BEGIN Source text

Post your findings here, we'll be more than happy to rip them apart. ;D ;D   At least you will know what to look for. 

Need to change the thread title to "Skiff Dream Reincarnated" ;D ;D


----------



## TTSam (Apr 24, 2009)

http://tampa.craigslist.org/psc/boa/1763590690.html 
Here is a Gheenoe/with 8 hp

http://tampa.craigslist.org/psc/boa/1762916502.html
I like this one.  Need to get rid of fast, husband got injured and needs the money!


----------



## Guest (May 29, 2010)

> http://tampa.craigslist.org/psc/boa/1762916502.html
> I like this one.  Need to get rid of fast, husband got injured and needs the money!


X2


----------



## richg99 (Nov 28, 2009)

Just be a bit careful of SOME of the Craig's list adv's. 

When I was back in Houston, I found a heck of a deal on Walleye boat. Now, you can count the walleyes near Houston, TX on one finger...and that one is in the Bass Pro Shops display tank. 

What a deal it was.....until I asked to SEE the boat, and SEE the documentation. I got all sorts of nonsense stories...one of which was....AFTER I paid them my money ( through EBAY Motors, which had NOTHING to do with the transaction) ..they would THEN ship the boat from Dallas to Houston ( 200 + miles). 

Upon receipt of the mystery boat... and long after my money was gone..I would be seeing the boat and documentation for the first time.

Needless to say, I reported the whole deal to Craig's list ( who I doubt cared at all)..... and moved on.

If you can get a local mechanic to give the engine a compression check and look it over for you before you buy, you will sleep better. I paid $45.00 to have that done and, in one recent instance, saved myself buying a bum motor in the process. 

Caveat Emptor... Rich


----------



## TTSam (Apr 24, 2009)

I just was that you live in Bradenton. Here are a couple!

END Source text

Rewrite the forum thread from "Just be a bit" to "200 + miles).", changing "boat" to "skiff" throughout.

BEGIN Record extracts

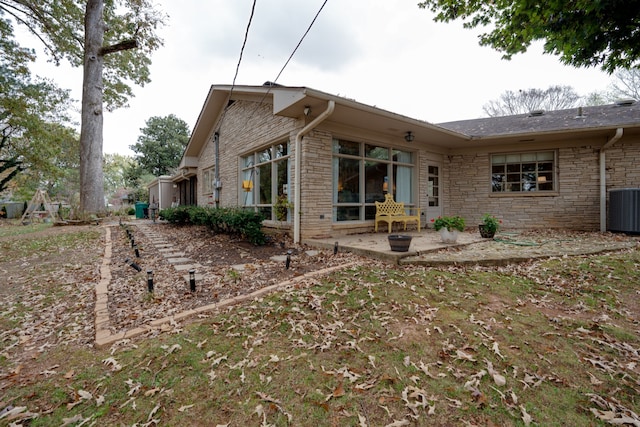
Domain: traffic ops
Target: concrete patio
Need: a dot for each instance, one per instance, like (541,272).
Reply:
(376,245)
(507,247)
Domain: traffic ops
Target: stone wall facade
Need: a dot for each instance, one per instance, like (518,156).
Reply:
(576,204)
(464,181)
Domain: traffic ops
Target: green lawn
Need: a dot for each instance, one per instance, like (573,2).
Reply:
(551,343)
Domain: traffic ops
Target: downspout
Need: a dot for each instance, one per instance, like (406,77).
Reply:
(216,180)
(298,144)
(603,178)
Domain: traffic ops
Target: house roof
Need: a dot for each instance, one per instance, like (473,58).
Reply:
(593,122)
(597,119)
(291,102)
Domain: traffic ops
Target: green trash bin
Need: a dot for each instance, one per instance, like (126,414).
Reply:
(141,207)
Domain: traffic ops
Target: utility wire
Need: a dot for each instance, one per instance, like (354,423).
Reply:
(301,39)
(288,60)
(244,43)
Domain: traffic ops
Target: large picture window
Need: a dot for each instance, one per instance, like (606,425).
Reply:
(265,180)
(207,180)
(523,172)
(363,173)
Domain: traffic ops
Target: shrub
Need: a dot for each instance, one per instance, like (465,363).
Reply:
(449,222)
(235,221)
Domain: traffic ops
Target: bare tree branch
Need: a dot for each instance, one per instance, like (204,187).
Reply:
(124,45)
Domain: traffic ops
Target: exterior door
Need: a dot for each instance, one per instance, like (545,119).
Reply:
(434,192)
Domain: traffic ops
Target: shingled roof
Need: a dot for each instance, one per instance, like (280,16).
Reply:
(622,114)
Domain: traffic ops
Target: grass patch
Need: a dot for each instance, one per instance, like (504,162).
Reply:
(547,342)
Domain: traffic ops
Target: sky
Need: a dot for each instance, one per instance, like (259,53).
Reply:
(385,53)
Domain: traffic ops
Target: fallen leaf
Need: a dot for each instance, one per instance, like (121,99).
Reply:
(526,418)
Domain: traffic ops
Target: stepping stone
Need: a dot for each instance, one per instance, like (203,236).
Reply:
(167,254)
(239,267)
(186,267)
(179,260)
(199,277)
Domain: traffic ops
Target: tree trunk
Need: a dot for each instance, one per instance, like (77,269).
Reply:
(91,173)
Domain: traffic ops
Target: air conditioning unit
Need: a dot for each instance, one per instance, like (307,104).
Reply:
(624,210)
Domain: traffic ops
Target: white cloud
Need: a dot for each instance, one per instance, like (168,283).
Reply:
(385,53)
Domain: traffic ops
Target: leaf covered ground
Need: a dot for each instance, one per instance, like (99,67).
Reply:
(552,342)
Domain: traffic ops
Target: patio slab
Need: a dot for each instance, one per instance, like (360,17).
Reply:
(376,245)
(507,247)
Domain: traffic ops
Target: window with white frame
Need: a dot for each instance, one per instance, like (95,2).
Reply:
(208,176)
(523,172)
(265,180)
(363,173)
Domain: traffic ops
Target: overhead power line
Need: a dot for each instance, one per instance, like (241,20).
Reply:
(289,59)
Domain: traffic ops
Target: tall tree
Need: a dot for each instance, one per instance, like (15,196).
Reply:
(525,101)
(161,144)
(112,40)
(582,32)
(33,115)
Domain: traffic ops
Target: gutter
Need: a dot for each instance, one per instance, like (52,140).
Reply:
(298,156)
(603,178)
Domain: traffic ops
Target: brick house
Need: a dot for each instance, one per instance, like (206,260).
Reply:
(331,157)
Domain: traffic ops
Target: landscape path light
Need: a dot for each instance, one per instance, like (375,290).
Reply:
(150,280)
(132,264)
(192,280)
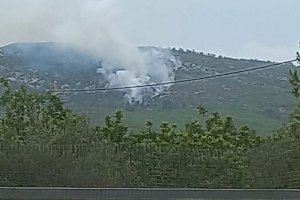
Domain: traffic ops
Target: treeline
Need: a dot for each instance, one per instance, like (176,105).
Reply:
(45,144)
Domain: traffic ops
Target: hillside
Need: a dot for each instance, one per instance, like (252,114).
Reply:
(260,99)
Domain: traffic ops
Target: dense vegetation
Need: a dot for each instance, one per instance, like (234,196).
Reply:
(45,144)
(39,65)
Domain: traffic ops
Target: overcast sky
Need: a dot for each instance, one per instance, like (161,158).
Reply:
(263,29)
(266,29)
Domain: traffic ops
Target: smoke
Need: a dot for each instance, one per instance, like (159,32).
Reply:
(92,27)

END Record extracts

§ Finished task:
Just be a bit careful of SOME of the Craig's list adv's. 

When I was back in Houston, I found a heck of a deal on Walleye skiff. Now, you can count the walleyes near Houston, TX on one finger...and that one is in the Bass Pro Shops display tank. 

What a deal it was.....until I asked to SEE the skiff, and SEE the documentation. I got all sorts of nonsense stories...one of which was....AFTER I paid them my money ( through EBAY Motors, which had NOTHING to do with the transaction) ..they would THEN ship the skiff from Dallas to Houston ( 200 + miles).